**TEXTO SELECCIONADO:**
◇ ◇ ◇ ◇ ◇

Bronquio, por su parte, con su electrónica cruda y su capacidad de transformar el beat en emoción, demuestra que el sonido jerezano puede habitar distintas geografías del cine. En Las gentiles de Santi Amodeo, su música late con melancolía urbana; en Golpes, la nueva película de Rafa Cobos, que también ve su estreno hoy en la Seminci, aporta nervio y tensión, una respiración casi física que acompasa la herida moral del relato. Él, sin embargo, difiere de Scott en el punto de inicio del trabajo. “Las herramientas que utilizo son las mismas pero el punto de partida es muy distinto. Si enfoco las piezas desde un lugar similar al de los discos o los directos, seguramente me esté equivocando”. Bronquio está menos familiarizado con cuadrar musicalmente un plano que un bombo, lo que me da pie a preguntarle si en el cine se siente más libre o más encorsetado. “La inspiración dentro de un relativo encorsetamiento me resulta algo liberador. A veces, estar al servicio de otra cosa más grande te libera de limitaciones autoimpuestas”. Su trabajo confirma que hay una nueva sensibilidad en el sur que sabe dialogar con el montaje, con el ritmo y con el silencio. No pestañea cuando le pido que defina el sonido del sur con el patrón programado en una caja de ritmos. “Un tango. Casi todo entra ahí”.

◇ ◇ ◇ ◇ ◇

**DATOS EXTRAÍDOS:**
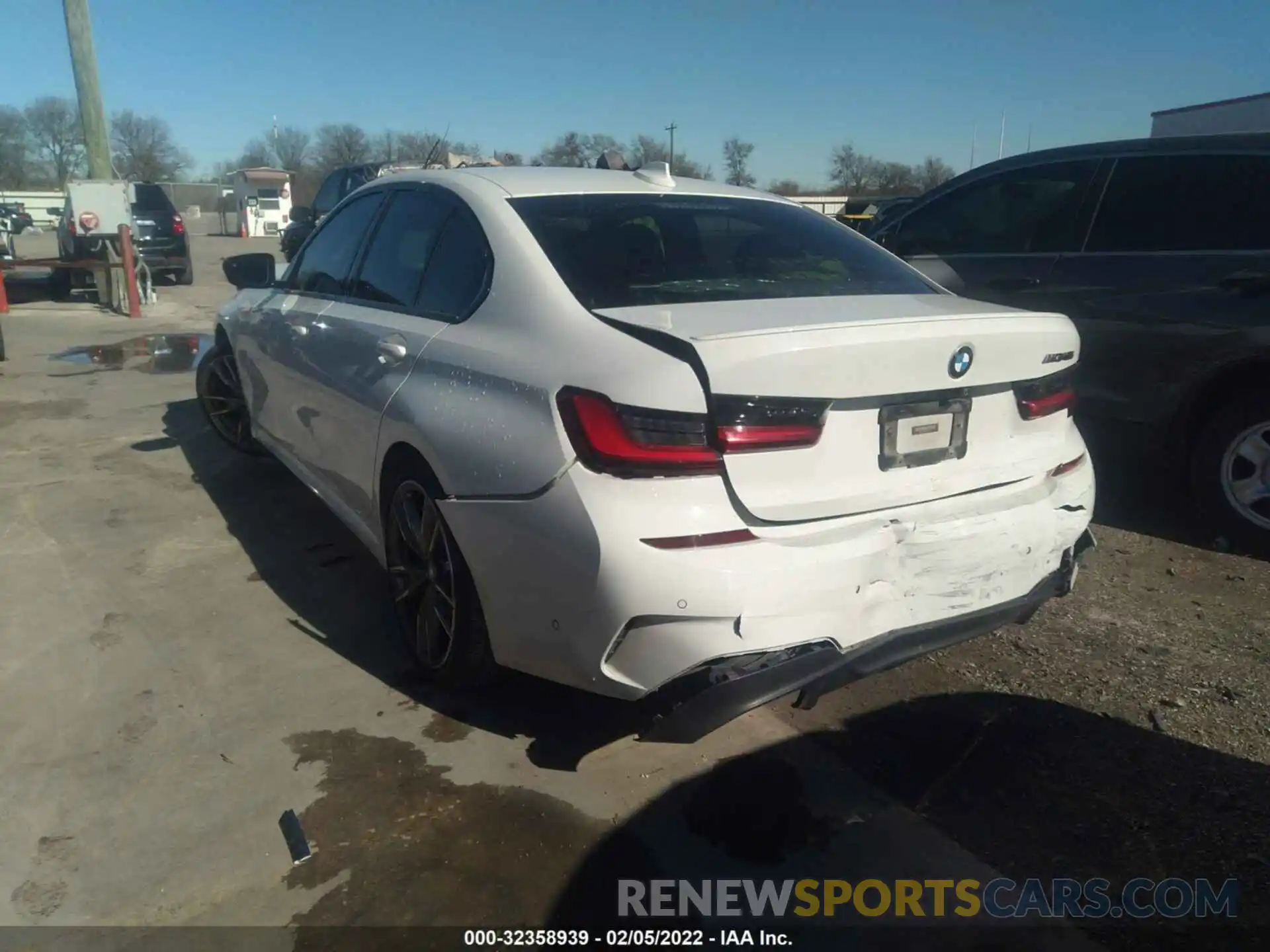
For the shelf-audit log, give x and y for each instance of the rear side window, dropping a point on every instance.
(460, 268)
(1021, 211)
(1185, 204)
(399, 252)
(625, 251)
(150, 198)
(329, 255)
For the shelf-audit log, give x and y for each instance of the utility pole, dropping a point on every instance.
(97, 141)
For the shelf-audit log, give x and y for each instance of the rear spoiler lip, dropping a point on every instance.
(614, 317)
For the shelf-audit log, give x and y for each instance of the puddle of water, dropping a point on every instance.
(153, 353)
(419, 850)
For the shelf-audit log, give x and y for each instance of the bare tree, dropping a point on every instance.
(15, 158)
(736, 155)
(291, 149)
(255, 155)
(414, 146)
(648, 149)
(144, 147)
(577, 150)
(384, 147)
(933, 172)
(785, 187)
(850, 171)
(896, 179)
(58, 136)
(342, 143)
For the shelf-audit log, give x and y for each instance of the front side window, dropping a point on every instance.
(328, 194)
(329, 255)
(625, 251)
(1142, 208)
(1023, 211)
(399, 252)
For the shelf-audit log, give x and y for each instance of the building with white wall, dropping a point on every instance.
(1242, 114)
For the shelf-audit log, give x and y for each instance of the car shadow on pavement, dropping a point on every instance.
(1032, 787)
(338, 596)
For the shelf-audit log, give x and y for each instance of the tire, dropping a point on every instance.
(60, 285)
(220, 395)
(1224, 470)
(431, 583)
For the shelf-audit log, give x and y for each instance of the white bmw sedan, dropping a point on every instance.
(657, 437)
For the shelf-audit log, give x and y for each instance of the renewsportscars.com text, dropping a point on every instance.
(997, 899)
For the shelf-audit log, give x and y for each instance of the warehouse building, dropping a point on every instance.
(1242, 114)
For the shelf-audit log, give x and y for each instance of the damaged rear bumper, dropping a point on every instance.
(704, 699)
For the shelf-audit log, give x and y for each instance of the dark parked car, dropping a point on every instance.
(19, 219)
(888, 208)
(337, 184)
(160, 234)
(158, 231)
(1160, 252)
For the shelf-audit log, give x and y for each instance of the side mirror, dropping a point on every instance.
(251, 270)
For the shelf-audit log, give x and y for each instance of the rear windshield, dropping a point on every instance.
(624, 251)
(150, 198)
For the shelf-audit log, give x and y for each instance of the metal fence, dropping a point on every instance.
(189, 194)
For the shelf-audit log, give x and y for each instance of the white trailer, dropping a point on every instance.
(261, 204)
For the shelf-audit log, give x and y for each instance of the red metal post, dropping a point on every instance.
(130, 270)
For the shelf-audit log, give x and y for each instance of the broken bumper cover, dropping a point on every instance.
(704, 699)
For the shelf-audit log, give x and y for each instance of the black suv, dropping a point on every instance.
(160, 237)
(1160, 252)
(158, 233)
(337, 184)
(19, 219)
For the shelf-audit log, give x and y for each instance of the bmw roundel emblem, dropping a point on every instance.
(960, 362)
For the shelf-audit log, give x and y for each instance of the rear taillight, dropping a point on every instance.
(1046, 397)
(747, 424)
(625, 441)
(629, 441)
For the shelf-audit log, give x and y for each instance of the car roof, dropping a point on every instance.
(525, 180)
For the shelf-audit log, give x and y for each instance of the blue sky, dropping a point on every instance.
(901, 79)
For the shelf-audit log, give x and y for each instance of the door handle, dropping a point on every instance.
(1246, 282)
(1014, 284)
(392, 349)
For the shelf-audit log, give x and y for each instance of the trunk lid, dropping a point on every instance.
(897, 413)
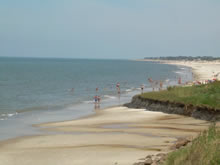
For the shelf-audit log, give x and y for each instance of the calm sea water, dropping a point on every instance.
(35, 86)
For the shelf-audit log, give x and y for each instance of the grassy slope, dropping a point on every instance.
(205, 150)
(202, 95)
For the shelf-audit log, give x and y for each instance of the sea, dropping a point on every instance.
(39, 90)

◇ ◇ ◇ ◇ ◇

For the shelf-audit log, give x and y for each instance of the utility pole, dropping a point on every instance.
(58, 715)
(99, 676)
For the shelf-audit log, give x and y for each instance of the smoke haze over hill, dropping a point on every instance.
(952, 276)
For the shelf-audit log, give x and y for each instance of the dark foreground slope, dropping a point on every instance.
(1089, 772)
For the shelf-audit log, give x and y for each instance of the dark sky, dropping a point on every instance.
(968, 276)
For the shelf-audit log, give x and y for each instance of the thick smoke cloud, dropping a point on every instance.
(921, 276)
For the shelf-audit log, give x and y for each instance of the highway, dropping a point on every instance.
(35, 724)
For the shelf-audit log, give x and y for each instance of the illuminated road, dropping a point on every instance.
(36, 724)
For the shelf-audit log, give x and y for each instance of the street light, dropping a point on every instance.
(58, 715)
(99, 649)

◇ ◇ ◇ ◇ ◇

**CONJUNTO DE TAREAS:**
a) En el texto sobre Bronquio y la música de cine, ¿con qué patrón define él el sonido del sur?
b) Continúa el texto sobre Bronquio y su música para el cine a partir de la última frase.

**RESPUESTAS:**
a) Con un tango.

b)
Sin embargo, a pesar del hermoso panorama que hemos presentado en este texto, no todo suena libre. Algunos compositores lamentan que plataformas como Netflix impongan a los directores el uso de música de librería, comprada en paquetes globales con licencias cerradas, lo que uniformiza el paisaje sonoro y arrincona el talento local. En paralelo, la inteligencia artificial ya compone música para anuncios publicitarios —melodías funcionales, sin alma ni contexto—, y es probable que pronto se le encarguen también bandas sonoras completas. “¿Qué papel tendrán entonces los músicos, los compositores, los que sienten el tiempo y el color de una escena?”, se pregunta Javi Ruibal. Quizá el de ser el último reducto de humanidad en el arte. “La IA debería dedicarse a los trabajos penosos, los forzados, los mecánicos —añade— y dejar al ser humano el privilegio de crear lo bello, lo imprevisible, lo imperfecto”. Porque el arte, como el sur, no se programa, sino que se siente, se respira, se vive… y se escucha.